==== RECORDS TO USE ====
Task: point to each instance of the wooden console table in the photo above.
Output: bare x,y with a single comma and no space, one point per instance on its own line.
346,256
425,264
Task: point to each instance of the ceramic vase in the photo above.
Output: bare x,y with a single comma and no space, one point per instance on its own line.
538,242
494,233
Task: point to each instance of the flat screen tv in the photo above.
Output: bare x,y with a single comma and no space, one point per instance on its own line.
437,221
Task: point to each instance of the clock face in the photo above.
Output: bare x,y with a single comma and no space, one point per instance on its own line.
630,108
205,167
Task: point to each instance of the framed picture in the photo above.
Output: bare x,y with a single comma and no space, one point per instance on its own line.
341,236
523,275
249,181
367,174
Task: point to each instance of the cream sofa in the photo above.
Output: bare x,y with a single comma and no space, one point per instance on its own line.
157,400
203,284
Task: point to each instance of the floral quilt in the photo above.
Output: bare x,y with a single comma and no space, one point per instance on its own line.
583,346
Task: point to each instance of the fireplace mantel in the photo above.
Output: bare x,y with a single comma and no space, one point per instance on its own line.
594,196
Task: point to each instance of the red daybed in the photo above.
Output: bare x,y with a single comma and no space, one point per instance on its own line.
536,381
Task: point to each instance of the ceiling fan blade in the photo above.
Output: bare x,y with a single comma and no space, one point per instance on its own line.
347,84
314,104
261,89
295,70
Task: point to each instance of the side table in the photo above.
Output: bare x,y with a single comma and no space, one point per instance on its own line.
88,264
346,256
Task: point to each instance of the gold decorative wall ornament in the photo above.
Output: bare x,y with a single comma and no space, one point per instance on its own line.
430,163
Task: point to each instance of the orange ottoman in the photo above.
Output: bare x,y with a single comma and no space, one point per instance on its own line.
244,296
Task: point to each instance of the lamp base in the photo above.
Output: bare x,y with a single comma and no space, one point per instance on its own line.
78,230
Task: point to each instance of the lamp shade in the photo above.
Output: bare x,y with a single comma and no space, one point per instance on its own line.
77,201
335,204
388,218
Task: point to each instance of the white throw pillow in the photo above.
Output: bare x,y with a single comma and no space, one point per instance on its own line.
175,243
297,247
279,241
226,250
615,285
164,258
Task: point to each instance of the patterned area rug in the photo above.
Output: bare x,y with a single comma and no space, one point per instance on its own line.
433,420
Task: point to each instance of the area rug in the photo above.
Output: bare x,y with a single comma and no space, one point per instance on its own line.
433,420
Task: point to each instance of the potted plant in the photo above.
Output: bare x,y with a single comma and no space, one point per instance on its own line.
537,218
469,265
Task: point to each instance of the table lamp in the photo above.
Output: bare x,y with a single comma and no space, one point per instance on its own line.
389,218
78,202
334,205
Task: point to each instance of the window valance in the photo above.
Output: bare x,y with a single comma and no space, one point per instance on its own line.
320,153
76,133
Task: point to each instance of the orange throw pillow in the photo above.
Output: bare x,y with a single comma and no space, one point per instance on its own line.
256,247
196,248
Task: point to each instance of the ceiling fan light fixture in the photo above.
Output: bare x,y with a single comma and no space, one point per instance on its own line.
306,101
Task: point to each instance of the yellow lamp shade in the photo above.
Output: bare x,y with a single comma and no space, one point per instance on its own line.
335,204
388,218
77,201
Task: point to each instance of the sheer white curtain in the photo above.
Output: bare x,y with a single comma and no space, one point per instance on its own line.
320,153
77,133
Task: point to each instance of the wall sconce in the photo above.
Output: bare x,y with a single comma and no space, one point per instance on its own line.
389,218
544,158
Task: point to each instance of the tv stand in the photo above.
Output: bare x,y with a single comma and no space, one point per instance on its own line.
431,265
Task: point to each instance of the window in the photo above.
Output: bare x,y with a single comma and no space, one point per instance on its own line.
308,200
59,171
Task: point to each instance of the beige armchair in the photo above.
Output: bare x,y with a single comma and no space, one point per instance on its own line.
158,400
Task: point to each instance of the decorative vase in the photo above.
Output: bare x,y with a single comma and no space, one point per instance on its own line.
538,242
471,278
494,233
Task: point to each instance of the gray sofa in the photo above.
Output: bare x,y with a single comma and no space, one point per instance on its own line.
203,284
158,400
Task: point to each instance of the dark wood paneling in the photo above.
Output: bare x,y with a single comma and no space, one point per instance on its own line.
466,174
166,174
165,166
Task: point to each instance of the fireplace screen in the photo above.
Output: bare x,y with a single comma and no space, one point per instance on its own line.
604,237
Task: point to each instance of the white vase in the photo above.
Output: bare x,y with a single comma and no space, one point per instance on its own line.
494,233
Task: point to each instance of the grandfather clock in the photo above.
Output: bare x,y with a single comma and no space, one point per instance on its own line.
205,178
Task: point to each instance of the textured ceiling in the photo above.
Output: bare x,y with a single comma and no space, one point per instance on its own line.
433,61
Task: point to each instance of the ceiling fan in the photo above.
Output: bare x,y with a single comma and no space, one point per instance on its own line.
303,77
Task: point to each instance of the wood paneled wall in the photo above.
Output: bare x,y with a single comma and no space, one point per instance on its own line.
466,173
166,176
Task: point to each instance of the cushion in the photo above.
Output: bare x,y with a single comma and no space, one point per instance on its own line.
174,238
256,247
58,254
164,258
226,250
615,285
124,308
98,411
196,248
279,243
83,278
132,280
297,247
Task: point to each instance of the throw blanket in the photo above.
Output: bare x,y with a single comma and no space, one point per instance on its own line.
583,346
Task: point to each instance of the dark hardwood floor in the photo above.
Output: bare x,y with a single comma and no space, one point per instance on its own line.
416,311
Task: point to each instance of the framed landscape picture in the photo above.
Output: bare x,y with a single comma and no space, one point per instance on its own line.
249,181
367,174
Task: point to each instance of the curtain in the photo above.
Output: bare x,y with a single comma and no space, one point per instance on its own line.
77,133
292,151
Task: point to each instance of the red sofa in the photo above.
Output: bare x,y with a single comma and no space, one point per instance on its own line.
====
==== RECORDS TO USE ====
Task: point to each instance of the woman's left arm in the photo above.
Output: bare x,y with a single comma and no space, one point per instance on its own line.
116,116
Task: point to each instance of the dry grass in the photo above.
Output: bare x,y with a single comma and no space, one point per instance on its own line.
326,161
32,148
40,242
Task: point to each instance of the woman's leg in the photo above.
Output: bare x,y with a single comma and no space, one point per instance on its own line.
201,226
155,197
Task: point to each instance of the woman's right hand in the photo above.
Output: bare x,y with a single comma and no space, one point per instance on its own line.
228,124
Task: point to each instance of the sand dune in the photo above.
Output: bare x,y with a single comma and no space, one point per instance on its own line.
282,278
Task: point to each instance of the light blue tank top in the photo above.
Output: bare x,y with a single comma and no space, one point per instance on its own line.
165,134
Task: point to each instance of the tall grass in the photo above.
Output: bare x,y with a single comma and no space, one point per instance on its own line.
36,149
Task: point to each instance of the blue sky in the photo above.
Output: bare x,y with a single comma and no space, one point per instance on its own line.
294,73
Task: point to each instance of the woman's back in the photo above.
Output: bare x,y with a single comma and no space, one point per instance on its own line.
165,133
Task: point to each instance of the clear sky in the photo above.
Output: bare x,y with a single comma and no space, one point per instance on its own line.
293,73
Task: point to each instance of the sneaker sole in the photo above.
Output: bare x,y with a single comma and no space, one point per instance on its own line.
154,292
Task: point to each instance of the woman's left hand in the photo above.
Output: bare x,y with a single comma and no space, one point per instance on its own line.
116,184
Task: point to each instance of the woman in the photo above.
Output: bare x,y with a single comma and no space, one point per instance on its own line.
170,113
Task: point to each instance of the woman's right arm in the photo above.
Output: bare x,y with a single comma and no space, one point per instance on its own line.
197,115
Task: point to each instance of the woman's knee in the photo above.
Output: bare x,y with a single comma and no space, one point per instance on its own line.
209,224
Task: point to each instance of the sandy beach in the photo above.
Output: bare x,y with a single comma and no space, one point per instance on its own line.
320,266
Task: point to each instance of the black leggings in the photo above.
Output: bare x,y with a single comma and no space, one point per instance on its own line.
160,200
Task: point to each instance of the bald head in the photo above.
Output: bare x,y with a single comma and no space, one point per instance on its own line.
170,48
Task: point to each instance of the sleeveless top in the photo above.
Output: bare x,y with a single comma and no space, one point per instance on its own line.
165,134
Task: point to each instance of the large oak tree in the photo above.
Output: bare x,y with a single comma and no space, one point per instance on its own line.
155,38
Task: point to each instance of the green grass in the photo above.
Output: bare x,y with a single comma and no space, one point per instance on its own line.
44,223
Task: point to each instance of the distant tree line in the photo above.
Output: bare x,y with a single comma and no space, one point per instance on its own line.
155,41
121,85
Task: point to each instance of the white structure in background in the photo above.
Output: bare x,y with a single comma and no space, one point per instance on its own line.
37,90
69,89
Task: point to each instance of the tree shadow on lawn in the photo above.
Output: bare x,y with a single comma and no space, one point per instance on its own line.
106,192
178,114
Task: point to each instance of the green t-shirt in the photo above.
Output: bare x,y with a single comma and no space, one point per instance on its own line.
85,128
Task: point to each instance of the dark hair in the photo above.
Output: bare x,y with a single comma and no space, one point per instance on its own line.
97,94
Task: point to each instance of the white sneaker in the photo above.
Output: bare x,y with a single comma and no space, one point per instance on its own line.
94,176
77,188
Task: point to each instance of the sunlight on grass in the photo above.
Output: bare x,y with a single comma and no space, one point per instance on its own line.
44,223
====
==== RECORDS TO USE ====
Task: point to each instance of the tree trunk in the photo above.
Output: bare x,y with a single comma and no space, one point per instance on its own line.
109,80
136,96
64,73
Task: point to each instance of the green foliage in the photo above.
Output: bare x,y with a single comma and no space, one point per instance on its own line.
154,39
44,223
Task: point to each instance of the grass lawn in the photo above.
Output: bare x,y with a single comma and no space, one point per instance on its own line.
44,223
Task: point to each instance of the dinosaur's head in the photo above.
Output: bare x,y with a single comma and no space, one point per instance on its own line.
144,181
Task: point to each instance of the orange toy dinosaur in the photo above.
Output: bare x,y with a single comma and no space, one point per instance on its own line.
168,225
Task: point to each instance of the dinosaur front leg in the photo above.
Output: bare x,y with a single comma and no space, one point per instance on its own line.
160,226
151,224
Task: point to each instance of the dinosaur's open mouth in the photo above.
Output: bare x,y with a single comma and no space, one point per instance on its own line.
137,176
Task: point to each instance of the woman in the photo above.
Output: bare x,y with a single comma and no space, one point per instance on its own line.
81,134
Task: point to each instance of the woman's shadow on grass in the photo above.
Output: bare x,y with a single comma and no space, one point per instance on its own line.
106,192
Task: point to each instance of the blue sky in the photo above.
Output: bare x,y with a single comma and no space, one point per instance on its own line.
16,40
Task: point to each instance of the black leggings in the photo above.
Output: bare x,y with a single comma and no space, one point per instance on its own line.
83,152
====
» **EXERCISE REQUIREMENTS**
Check every line of the data above for the string "sofa", and copy those that have it.

» **EXPECTED ANSWER**
Task: point to each instance of the cream sofa in the photo above.
Task: point to each instance of the gray sofa in the photo above.
Task: point to each instance of the red sofa in the photo above.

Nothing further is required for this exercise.